**The problem:** Update the listing from the line with "Each instance gets a single point. Label the golden" through the end, changing "golden brown" to "light tan" and keeping every other part unchanged. Give those lines again in full.
BEGIN Supplied records
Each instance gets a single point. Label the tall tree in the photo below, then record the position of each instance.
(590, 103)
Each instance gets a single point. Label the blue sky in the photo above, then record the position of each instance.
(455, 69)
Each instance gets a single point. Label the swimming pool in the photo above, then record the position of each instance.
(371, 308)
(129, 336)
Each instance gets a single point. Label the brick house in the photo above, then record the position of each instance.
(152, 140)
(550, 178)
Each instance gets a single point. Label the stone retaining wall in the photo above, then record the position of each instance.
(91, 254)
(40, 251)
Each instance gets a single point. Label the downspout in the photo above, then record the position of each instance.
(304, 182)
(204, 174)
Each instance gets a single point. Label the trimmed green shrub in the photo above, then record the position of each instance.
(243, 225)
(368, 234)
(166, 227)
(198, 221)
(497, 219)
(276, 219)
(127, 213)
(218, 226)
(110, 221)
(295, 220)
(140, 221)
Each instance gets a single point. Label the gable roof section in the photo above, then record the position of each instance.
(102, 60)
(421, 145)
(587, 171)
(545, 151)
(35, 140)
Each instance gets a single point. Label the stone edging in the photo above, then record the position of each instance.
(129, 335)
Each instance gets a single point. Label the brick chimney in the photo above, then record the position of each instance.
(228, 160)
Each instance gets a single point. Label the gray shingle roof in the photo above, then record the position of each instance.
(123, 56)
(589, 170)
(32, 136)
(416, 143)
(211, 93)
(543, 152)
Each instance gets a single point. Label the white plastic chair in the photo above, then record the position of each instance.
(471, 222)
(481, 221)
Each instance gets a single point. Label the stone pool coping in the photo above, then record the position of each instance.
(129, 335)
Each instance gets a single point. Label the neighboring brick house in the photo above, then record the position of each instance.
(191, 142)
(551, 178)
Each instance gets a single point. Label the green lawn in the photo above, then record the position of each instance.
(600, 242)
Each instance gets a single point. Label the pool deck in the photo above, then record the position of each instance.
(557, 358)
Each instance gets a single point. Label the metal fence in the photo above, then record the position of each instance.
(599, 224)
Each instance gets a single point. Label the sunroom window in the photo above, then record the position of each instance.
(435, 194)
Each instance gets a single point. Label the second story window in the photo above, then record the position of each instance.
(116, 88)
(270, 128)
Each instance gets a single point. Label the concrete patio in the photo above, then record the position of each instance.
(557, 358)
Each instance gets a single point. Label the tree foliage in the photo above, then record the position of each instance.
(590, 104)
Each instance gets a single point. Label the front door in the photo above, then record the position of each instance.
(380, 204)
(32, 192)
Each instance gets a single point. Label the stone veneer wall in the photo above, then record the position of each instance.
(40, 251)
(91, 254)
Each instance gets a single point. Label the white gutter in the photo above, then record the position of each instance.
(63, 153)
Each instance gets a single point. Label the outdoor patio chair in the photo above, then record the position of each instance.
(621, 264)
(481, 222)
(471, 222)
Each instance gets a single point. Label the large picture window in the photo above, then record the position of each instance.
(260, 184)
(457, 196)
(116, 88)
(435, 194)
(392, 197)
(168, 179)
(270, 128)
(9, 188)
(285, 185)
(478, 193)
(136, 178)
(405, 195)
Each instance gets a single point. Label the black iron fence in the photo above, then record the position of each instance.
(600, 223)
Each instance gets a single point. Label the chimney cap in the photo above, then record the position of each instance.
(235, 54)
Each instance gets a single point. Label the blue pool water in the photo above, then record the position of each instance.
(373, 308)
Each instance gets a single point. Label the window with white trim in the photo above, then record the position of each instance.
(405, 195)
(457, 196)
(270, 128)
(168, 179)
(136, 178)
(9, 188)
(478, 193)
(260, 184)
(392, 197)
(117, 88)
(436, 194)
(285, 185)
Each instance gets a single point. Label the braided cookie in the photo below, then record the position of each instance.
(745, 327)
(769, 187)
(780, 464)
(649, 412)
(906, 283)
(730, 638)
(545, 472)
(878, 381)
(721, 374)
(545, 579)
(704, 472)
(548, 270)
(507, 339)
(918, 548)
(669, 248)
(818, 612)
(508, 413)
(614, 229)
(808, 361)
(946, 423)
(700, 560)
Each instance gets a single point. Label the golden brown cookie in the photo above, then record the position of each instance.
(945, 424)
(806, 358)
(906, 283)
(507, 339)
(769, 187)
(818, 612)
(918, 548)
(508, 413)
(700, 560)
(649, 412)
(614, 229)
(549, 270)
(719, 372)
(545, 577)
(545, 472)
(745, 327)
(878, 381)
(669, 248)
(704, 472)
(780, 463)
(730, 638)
END Supplied records
**The response:**
Each instance gets a single point. Label the light tan cookie in the photo above, then record the position of each instance.
(945, 424)
(806, 358)
(906, 283)
(507, 339)
(769, 187)
(818, 612)
(918, 548)
(508, 413)
(700, 560)
(649, 412)
(614, 229)
(549, 270)
(719, 372)
(545, 577)
(545, 472)
(745, 327)
(878, 381)
(669, 248)
(704, 472)
(780, 463)
(730, 638)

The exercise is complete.